Problem: Search the records for lines that contain the word "green". Copy them all.

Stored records
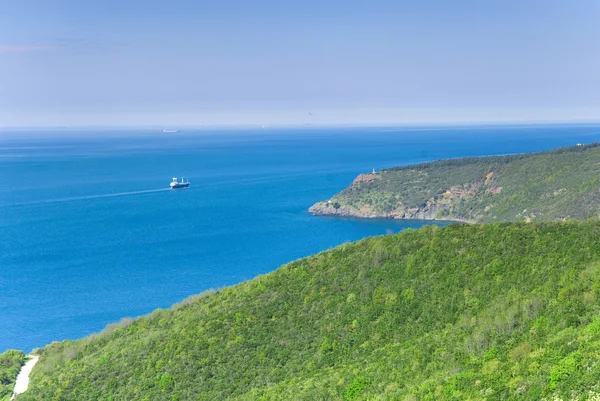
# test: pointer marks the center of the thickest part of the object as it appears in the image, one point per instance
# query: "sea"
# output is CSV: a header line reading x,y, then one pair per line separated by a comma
x,y
90,232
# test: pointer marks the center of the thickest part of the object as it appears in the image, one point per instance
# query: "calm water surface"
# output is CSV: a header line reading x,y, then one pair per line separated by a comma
x,y
89,234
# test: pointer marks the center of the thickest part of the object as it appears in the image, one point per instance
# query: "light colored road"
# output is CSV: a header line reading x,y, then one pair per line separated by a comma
x,y
23,377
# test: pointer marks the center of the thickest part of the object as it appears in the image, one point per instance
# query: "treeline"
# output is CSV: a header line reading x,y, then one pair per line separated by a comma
x,y
491,160
495,312
547,186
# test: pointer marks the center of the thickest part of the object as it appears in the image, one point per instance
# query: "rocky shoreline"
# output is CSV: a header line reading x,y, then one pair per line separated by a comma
x,y
332,208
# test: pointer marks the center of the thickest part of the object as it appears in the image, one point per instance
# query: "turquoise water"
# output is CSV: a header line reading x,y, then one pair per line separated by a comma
x,y
89,234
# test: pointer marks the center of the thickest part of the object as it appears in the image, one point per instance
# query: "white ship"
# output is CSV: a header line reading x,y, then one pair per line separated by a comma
x,y
177,184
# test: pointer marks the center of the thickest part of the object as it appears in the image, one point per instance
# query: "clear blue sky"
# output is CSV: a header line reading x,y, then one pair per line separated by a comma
x,y
273,62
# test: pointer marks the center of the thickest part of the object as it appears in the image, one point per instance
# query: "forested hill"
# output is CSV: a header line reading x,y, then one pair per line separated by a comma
x,y
498,311
547,186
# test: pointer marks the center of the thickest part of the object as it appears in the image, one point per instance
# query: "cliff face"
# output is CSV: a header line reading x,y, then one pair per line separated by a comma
x,y
547,186
438,207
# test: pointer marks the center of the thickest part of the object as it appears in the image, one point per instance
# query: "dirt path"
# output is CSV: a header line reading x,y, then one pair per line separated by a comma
x,y
23,377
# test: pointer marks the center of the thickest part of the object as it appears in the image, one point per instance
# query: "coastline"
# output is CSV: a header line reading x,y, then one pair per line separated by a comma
x,y
327,208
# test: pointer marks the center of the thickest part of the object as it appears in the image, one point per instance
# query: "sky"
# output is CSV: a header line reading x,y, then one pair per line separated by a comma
x,y
181,63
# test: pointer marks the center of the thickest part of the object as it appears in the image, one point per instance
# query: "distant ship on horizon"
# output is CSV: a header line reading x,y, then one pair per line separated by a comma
x,y
176,184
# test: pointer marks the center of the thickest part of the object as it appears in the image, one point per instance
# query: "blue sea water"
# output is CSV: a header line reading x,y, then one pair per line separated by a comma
x,y
89,234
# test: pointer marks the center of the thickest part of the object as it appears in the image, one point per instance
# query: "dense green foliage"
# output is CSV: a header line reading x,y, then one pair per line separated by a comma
x,y
546,186
10,364
495,312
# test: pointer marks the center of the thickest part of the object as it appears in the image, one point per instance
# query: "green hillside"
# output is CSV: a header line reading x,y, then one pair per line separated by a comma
x,y
547,186
10,364
465,312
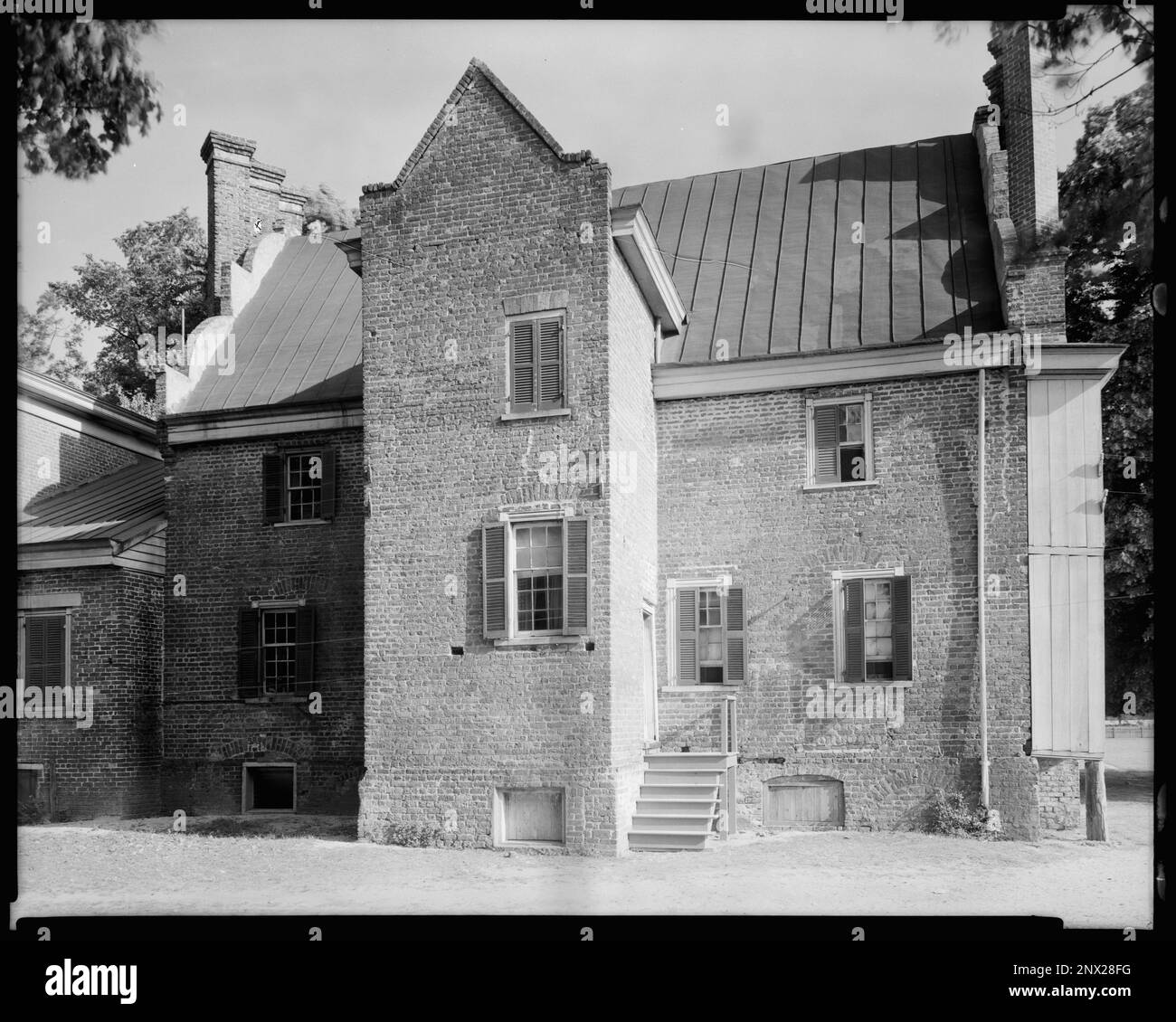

Answer box:
# query: "dense green foliage"
# query: "green hillside"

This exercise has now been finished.